*EXTRACTED TEXT*

In practice, importance sampling is used to reduce variance. The auxiliary fields from the Hubbard-Stratonovich transformation are shifted by the so-called “force bias”, \(\bar{\mathbf{\sigma}}\) and the walkers are re-weighted according to an importance function, \(I(\mathbf{\sigma},\bar{\mathbf{\sigma}},\Phi^{s-1}_n)\), at each projection step. Formally, the force bias is given by

(19)#\[\bar{\mathbf{\sigma}}=-\sqrt{\tau}\frac{\langle\Psi_\mathrm{T}|\hat{\mathbf{v}}|\Phi^s_n \rangle}{\langle\Psi_\mathrm{T}|\Phi^s_n \rangle},\]

where \(|\Psi_\mathrm{T} \rangle\) is the trial wavefunction which is essentially a guess of the true many-body wavefunction. The walkers weights are updated at each projection step based on the importance function as

(20)#\[W^s_n = I(\mathbf{\sigma},\bar{\mathbf{\sigma}},\Phi^{s-1}_n) W^{s-1}_n,\]

where \(I(\mathbf{\sigma},\bar{\mathbf{\sigma}},\Phi^{s-1}_n)\) is given by

(21)#\[I(\mathbf{\sigma},\bar{\mathbf{\sigma}},\Phi) \equiv \frac{\langle\Psi_\mathrm{T}|\hat{B}(\mathbf{\sigma} - \bar{\mathbf{\sigma}})|\Phi \rangle} {\langle\Psi_\mathrm{T}|\Phi \rangle} \textrm{Exp}\left(\bar{\mathbf{\sigma}} \cdot \mathbf{\sigma} - \frac{\bar{\mathbf{\sigma}} \cdot \bar{\mathbf{\sigma}}}{2}\right)\]

For lattice models, some of the details are slightly different since the form of the interactions is simpler.

The Sign/Phase Problem#

As formulated above, the imaginary-time projection suffers from an exponential decrease in the signal-to-noise ratio which arises from the invariance of any observable to an overall phase of the many-body wavefunction, \(e^{-i \theta} | \Psi \rangle\). This is a manifestation of the generic fermionic sign problem that arises in all quantum Monte Carlo approaches. The projector, \(B(\mathbf{\sigma})\), is typically complex-valued and introduces an arbitrary phase to the Slater determinant random walkers. As the projection proceeds, the random walkers accumulate random phases, leading to a finite density of walkers in the complex plane defined by \(\langle \Psi_\mathrm{T} | \Phi^s_n \rangle\). This leads to large fluctuations in the weights that ultimately diverge. This is known as the phase problem in the AFQMC literature [ZK03]. For lattice models, it is possible to choose a HS transformation such that \(B(\mathbf{\sigma})\) is real-valued. In this case, the random walkers accumulate random signs — i.e., \(\theta \in \{0, \pi\}\) — leading to the fermionic sign problem.

*Location identification entries*

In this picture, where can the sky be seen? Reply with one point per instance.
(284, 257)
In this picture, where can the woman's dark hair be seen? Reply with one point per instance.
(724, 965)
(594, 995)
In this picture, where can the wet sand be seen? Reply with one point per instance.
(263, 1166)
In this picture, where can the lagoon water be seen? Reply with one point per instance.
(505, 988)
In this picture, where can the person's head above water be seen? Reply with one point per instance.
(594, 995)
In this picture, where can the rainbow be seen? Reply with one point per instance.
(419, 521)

---

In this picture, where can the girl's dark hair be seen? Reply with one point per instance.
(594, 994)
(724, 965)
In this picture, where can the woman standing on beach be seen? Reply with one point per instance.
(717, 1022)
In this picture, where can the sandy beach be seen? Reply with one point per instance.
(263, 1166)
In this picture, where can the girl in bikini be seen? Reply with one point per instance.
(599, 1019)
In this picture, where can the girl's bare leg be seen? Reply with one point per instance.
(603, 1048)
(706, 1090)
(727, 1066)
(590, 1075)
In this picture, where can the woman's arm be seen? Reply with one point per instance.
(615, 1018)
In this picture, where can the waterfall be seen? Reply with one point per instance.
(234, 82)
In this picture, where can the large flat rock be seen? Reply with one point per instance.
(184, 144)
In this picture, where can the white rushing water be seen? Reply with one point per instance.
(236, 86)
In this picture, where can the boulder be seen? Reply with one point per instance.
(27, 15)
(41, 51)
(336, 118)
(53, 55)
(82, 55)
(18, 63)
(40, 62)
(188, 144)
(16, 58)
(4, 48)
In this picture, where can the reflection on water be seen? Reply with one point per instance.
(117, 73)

*PROBLEM*
Carry on the text about importance sampling and the sign/phase problem in auxiliary-field quantum Monte Carlo, starting after its last sentence.

*EXERCISE OUTPUT*
The sign/phase problem is controlled using importance sampling, as shown above, and by imposing a constraint based on the trial wavefunction, \(| \Psi_\mathrm{T} \rangle\). For the phase problem, the so-called “phaseless” approximation [ZK03] is used. At each step, walkers are individually projected onto an evolving line in the complex plane defined by \(\langle \Psi_\mathrm{T} | \Phi^s_n \rangle\) by multiplying the walker weights by \(\max\{0, \cos(\Delta \theta)\}\), where \(\Delta \theta = \arg\left[\frac{\langle\Psi_\mathrm{T}|\hat{B}(\mathbf{\sigma} - \bar{\mathbf{\sigma}})|\Phi^s_n \rangle}{\langle\Psi_\mathrm{T}|\Phi^s_n \rangle}\right]\). For the sign problem, the “constrained path” approximation [ZCG97] is used, where walkers are eliminated if \(\langle \Psi_\mathrm{T} | \Phi^s_n \rangle < 0\). This can be viewed as a special case of the phaseless approximation. In both cases, the constraint introduces a bias that can be reduced based on the quality of the trial wavefunction.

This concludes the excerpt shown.